_JOB ITEM 1_
Report every line of the records that contains the string "clicks".

=== TEXT SECTION ===

Yes, they are free of stiction, as they are true fluid heads, whereas your 501 is not.

(Stiction is the initial friction that occurs between two objects, which causes one to exert more effort to start something moviing. The two objects stick together.

If a tripod has stiction, then it is nearly impossible to create smooth starts whenever you move the tripod. You can, however, be smooth after overcoming the initial stiction.)


However, the DV4 is a relatively economical tripod from Sachtler. As such, they have limited the number of resistance levels in both the horizontal and vertical directions. It has two levels, moderate resistance and essentially zero resistance.

To be clear, the DV4 actually has two levels of resistance, On and Off. The resistance level for horizontal panning is set independently of the vertical resistance level.


Higher end models, which are much more expensive and can handle greater weight, have more levels of resistance. I am very familar with two Sachtler tripods, one has 6 levels and the other 8 levels.

=== RECORDS SUPPLIED ===

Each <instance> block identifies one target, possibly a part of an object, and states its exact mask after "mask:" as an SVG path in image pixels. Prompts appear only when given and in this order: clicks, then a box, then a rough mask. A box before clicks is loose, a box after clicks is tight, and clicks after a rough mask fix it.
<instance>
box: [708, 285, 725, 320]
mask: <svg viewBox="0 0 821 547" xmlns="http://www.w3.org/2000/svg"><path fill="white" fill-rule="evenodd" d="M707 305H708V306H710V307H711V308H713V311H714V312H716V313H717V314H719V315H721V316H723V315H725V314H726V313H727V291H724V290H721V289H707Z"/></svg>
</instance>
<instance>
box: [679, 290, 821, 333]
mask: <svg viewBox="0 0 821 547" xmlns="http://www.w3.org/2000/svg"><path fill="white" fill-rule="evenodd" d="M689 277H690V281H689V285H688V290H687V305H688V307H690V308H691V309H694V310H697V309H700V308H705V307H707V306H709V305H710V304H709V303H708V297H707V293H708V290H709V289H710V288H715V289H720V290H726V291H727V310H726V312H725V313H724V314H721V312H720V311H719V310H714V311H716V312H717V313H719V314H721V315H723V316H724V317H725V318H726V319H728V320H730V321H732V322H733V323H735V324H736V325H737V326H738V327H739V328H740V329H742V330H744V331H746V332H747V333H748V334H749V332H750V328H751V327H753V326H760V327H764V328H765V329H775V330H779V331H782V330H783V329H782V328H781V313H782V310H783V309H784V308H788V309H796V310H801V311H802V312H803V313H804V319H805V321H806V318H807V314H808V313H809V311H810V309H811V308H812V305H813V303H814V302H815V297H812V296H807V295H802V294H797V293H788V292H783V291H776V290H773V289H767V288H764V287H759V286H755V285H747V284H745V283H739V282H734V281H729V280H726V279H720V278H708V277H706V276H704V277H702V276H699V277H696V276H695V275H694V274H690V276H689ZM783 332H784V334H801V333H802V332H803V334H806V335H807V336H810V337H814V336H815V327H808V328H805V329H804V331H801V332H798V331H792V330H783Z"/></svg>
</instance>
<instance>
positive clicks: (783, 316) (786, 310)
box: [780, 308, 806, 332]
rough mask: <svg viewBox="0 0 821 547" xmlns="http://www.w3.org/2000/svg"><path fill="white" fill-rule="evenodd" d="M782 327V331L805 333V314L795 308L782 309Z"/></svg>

===

_JOB ITEM 2_
In the tripod passage, why does the DV4 offer so few resistance levels?

_WRITTEN RESPONSE 1_
Each <instance> block identifies one target, possibly a part of an object, and states its exact mask after "mask:" as an SVG path in image pixels. Prompts appear only when given and in this order: clicks, then a box, then a rough mask. A box before clicks is loose, a box after clicks is tight, and clicks after a rough mask fix it.
positive clicks: (783, 316) (786, 310)

_WRITTEN RESPONSE 2_
The DV4 is a relatively economical tripod from Sachtler, so the number of resistance levels in both the horizontal and vertical directions was limited. It has two levels, on and off.